▶ [What to do]
1. Reproduce the GPT-J article word for word from "EleutherAI, a collective" to "approximately five weeks.".
2. Extend the GPT-J article with the part that comes next, starting after its last sentence.

** Text for analysis follows **

EleutherAI, a collective of volunteer researchers, have open-sourced GPT-J, a six billion parameter natural language processing (NLP) AI model based on GPT-3. The model is said to be trained on 800GB open source text dataset, developed by Aran Komatsuzaki.
The developer has released GPT-J, 6B JAX-based (Mesh) and Transformer LM (Github). He has mentioned that GPT-J performs nearly on par with 6.7B GPT-3 on various zero-shot down-streaming tasks. The model was trained on EleutherAI’s Pile dataset using Google Cloud’s v3-256 TPUs, training for approximately five weeks.
“GPT-J allows more flexible and faster inference than Tensorflow + TPU counterparts. This project required a substantially smaller amount of person-hours than other large-scale model developments did, which demonstrates that JAX + xmap + TPUs is the right set of tools for quick development of large-scale models,” reads a report in the developer’s blog.

** End of Text for analysis **
** Extracted data follows **

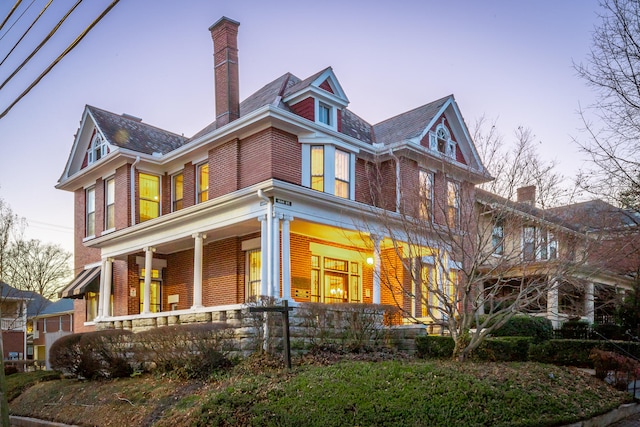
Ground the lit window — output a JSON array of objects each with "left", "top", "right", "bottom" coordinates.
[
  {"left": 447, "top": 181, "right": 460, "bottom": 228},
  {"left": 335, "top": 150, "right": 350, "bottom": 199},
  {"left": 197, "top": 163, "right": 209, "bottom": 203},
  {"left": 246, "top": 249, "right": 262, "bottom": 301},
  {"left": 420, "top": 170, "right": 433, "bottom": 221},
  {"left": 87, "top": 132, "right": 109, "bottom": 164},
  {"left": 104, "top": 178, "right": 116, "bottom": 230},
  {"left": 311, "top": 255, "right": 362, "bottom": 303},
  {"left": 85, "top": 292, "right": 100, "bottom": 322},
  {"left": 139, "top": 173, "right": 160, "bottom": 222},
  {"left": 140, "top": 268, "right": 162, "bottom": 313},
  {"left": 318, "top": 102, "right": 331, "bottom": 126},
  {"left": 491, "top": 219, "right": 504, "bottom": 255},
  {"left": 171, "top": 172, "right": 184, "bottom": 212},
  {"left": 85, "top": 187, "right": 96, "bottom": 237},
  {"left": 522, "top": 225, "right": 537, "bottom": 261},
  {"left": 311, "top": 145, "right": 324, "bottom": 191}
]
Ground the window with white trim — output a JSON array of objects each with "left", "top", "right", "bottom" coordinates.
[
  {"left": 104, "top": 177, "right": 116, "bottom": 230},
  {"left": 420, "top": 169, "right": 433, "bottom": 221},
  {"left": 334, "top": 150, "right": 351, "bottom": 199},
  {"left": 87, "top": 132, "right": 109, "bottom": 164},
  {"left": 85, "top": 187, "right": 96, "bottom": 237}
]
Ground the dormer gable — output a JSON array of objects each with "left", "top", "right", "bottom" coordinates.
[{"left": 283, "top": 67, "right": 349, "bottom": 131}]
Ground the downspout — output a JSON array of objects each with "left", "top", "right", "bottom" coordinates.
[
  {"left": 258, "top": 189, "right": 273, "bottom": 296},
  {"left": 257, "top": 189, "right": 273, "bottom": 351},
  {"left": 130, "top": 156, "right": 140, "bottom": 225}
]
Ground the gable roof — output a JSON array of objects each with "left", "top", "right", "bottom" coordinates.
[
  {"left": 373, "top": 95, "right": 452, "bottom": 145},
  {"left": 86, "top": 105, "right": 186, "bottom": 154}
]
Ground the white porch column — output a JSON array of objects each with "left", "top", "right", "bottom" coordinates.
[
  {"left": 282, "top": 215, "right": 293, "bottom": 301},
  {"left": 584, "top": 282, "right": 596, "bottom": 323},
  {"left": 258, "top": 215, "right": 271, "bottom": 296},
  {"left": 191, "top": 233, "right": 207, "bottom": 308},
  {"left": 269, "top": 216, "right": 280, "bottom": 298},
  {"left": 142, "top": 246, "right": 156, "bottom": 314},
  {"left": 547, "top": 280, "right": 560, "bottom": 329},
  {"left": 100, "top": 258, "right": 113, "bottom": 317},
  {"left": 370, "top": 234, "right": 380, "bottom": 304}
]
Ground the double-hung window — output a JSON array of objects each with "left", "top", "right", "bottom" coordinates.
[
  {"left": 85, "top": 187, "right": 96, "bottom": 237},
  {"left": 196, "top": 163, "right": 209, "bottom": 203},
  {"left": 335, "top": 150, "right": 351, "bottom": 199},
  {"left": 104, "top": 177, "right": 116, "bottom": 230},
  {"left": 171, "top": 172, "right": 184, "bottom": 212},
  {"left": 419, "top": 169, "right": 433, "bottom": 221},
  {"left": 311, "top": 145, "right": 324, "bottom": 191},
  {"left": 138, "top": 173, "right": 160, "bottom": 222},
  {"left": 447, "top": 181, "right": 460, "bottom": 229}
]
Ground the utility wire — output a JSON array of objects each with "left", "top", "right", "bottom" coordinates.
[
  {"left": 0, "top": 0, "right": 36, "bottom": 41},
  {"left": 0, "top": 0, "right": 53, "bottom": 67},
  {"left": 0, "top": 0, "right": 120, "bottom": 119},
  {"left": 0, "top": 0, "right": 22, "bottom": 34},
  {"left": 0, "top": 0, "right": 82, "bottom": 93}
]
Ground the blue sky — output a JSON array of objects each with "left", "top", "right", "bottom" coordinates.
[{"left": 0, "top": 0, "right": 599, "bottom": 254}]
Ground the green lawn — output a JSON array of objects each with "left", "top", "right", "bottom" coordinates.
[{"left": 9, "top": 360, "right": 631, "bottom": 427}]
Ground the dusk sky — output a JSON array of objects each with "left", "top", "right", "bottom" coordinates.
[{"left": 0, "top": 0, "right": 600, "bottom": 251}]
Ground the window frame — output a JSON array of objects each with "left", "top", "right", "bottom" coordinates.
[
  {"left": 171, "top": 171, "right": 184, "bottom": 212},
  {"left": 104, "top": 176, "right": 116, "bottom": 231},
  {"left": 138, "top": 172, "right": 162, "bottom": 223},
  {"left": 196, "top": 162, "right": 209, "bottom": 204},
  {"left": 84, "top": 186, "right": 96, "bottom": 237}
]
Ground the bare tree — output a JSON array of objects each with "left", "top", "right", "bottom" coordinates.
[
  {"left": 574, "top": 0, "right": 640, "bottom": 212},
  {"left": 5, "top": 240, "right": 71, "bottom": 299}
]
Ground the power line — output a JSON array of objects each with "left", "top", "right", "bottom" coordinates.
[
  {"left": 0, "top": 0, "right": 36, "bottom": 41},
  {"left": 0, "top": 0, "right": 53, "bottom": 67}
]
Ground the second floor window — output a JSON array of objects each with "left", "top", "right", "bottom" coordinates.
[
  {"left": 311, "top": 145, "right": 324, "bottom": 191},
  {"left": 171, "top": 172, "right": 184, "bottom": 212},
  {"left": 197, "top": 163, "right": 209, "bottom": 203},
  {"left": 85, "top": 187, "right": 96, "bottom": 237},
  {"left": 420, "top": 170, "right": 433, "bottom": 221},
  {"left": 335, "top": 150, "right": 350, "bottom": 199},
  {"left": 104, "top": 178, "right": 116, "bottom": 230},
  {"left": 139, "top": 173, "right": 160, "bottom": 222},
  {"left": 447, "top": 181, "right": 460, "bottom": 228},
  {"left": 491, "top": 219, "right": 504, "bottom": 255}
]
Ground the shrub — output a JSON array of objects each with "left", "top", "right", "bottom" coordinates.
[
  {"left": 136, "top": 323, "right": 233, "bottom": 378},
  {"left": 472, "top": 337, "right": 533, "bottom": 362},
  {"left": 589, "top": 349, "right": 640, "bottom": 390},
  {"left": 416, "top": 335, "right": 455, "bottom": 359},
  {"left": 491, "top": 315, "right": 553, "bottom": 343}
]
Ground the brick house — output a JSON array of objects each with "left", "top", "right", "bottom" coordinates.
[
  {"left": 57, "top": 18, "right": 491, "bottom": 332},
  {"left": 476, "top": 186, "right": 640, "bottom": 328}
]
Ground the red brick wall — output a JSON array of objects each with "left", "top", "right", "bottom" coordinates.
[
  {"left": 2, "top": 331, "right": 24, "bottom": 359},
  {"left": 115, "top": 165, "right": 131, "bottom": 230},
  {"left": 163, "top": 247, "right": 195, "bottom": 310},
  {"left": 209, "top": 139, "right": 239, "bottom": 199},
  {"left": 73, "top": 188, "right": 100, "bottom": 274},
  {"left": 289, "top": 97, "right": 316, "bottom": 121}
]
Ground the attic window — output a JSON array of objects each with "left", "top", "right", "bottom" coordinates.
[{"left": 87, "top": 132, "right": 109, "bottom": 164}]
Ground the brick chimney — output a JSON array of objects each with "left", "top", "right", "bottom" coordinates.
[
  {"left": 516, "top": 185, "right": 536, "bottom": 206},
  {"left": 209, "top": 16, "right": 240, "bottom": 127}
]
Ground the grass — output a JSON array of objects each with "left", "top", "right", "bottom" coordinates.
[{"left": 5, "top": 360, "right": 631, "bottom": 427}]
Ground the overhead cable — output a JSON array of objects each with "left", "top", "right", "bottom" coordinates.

** End of Extracted data **
** Extracted data follows **

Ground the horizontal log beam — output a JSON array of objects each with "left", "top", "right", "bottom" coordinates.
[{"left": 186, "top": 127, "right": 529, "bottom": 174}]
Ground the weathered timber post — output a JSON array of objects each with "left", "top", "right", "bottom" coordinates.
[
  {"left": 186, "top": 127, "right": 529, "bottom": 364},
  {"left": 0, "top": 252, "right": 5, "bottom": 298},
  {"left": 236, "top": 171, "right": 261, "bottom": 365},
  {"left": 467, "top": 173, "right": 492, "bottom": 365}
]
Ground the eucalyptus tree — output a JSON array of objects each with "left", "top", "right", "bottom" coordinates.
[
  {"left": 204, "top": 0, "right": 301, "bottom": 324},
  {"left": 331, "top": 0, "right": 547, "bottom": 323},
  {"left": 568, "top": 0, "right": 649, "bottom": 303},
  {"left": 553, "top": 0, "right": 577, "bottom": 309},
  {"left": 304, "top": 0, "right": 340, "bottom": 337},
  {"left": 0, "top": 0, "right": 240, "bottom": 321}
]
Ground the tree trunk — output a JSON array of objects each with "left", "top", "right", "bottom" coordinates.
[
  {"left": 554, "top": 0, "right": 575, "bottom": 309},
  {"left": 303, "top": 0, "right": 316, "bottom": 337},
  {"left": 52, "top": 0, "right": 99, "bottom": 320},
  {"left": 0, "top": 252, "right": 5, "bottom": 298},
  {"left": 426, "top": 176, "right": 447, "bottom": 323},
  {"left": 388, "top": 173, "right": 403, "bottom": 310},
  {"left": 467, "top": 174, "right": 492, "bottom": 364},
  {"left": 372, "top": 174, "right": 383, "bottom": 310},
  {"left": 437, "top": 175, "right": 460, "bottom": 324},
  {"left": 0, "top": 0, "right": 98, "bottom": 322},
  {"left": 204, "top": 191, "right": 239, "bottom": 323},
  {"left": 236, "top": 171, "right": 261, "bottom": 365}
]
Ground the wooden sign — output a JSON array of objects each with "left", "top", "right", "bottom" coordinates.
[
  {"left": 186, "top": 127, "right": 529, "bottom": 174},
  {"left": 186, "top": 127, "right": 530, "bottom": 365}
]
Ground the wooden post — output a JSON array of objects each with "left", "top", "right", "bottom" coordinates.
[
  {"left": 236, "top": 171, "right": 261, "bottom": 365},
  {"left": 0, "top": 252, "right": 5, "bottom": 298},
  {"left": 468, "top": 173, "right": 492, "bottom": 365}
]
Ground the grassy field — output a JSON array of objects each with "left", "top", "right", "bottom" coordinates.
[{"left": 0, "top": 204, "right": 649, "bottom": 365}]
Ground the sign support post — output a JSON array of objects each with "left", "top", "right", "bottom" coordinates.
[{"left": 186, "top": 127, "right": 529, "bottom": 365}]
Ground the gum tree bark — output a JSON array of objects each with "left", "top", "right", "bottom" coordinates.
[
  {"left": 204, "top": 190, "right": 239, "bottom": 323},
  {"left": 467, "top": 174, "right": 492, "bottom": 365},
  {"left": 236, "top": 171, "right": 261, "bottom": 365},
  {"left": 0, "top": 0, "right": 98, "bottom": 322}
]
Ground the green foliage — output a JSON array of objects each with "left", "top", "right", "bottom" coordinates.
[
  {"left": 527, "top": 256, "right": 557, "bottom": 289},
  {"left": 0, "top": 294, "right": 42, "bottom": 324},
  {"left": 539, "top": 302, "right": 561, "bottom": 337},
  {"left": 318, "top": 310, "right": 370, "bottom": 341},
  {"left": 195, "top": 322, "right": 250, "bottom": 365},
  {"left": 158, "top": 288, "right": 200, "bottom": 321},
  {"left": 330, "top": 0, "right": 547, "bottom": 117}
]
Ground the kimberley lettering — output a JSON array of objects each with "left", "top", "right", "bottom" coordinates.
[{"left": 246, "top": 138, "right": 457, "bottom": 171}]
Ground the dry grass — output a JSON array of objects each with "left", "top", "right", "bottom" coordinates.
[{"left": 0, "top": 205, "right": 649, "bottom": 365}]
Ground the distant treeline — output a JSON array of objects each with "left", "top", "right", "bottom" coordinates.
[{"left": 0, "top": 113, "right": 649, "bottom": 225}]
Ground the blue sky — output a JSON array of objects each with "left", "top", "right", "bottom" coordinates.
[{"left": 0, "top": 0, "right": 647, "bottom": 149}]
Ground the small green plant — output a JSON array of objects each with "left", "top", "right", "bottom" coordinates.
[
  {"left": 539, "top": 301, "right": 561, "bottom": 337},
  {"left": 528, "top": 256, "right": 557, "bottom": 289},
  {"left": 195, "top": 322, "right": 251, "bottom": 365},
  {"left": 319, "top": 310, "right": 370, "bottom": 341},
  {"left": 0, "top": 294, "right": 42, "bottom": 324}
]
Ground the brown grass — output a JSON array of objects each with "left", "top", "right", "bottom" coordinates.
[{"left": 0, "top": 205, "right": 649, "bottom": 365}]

** End of Extracted data **

▶ [Task-by-task outputs]
1.
EleutherAI, a collective of volunteer researchers, have open-sourced GPT-J, a six billion parameter natural language processing (NLP) AI model based on GPT-3. The model is said to be trained on 800GB open source text dataset, developed by Aran Komatsuzaki.
The developer has released GPT-J, 6B JAX-based (Mesh) and Transformer LM (Github). He has mentioned that GPT-J performs nearly on par with 6.7B GPT-3 on various zero-shot down-streaming tasks. The model was trained on EleutherAI’s Pile dataset using Google Cloud’s v3-256 TPUs, training for approximately five weeks.

2.
In response to a twitter user’s query on hardware requirements, Komatsuzaki replied, “For inference, in principle you can modify the code to run it on any hardware that can hold a bit more than 12GB of memory. Best throughput can be achieved with TPUs, in which case you can just run as is. Fine-tuning is more demanding: you need at least TPU v3-8 to do that.”
When concerns were raised about the misuse of the model, Connor Leahy, EleutherAI co-founder justified saying, “ There is significant, important safety research that can only be done with access to large, pretrained models. We would like to make such research possible and easy for low-resource researchers. It is very unclear if and when such models will start to exhibit far more powerful and dangerous capabilities.”
The GPT-J code and model is available on GitHub.